■ What this exercise asks:
a) According to the text on wildfire fuel treatment effectiveness, researchers from which agency are reviewing what is known about fuel treatment and post-fire treatment effectiveness in the United States?
b) Carry on the text about wildfire fuel and post-fire treatment effectiveness, starting after its last sentence.

■ Text extract:
*****

National Fuels Treatment and Post-fire Treatment Effectiveness Assessment Strategies
Managing wildland fuels and post-fire environments are key strategies to reduce the risk and negative impacts of wildfire, and can even promote beneficial effects of wildfire. Researchers from the U.S. Geological Survey are reviewing, summarizing, and analyzing what is currently known about fuel treatment and post-fire treatment effectiveness in the United States. Monitoring and evaluating the effectiveness of these treatments is critical to tracking their short-term and long-term success in reducing negative impacts of wildfire on natural resources and human communities. This project examines factors that influence wildfire trends and fuel treatment success, reviews methods for monitoring fuel and post-fire treatment effects, and highlights information needed to improve treatment strategies intended to reduce fire risk.

*****

Records pointing to named objects
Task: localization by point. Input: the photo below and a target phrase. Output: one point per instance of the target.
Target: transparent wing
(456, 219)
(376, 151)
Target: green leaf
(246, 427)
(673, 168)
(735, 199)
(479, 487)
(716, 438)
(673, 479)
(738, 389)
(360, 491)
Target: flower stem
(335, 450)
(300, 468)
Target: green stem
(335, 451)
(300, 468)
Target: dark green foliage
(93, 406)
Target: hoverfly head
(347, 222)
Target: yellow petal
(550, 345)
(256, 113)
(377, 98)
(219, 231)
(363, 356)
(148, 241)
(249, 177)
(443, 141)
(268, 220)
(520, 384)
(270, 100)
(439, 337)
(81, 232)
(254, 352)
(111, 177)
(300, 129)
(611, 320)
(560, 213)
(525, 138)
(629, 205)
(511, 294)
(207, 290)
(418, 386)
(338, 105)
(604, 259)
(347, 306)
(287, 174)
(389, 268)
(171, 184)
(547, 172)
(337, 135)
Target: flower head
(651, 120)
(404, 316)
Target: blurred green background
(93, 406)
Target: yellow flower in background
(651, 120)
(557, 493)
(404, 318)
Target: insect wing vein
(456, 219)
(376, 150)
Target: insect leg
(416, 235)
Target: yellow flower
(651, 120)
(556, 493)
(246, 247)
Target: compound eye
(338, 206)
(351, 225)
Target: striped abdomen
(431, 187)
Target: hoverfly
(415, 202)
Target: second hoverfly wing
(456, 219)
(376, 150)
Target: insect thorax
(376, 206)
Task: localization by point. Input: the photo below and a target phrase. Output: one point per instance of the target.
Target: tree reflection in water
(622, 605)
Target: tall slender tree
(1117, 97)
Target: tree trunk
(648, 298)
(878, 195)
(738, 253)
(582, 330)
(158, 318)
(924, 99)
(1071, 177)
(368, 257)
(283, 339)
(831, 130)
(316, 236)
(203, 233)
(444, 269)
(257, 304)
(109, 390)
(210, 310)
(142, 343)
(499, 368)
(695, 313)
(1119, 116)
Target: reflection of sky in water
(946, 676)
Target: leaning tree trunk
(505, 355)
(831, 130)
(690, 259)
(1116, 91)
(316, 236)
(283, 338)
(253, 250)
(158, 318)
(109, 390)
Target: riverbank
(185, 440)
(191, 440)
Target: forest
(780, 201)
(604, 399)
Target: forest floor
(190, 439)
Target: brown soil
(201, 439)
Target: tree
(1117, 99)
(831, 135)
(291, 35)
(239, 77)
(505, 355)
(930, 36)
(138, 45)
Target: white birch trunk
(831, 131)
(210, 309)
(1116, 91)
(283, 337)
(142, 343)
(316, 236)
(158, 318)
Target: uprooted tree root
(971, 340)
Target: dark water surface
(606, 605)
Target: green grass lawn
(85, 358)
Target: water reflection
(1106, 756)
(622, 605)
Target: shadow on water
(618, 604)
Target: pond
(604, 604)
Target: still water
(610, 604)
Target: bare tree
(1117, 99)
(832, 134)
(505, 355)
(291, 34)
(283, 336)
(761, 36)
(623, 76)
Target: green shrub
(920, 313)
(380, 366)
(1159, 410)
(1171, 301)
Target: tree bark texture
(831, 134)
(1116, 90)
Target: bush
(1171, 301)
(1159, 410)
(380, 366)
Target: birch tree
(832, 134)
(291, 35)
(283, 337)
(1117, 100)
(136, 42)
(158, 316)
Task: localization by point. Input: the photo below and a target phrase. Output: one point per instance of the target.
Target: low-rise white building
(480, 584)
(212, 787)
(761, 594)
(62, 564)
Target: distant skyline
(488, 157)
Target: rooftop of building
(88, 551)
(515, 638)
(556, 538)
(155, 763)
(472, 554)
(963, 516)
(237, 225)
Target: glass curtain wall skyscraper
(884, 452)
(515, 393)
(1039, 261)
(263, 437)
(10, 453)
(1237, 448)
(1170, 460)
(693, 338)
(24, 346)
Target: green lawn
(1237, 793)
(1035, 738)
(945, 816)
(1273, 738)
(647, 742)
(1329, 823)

*****

■ Answers for the exercise:
a) The U.S. Geological Survey.

b)
Background
Fire is an important natural process in most terrestrial ecosystems. However, the historical role and behavior of wildfire have been altered in many parts of the United States, driven in large part by human activity, such as land use and climate change. As a result, land managers often initiate large-scale, pre-fire treatment of vegetation that serves as fuel for wildfires, in efforts to reduce harmful impacts on communities, infrastructure, and ecosystems.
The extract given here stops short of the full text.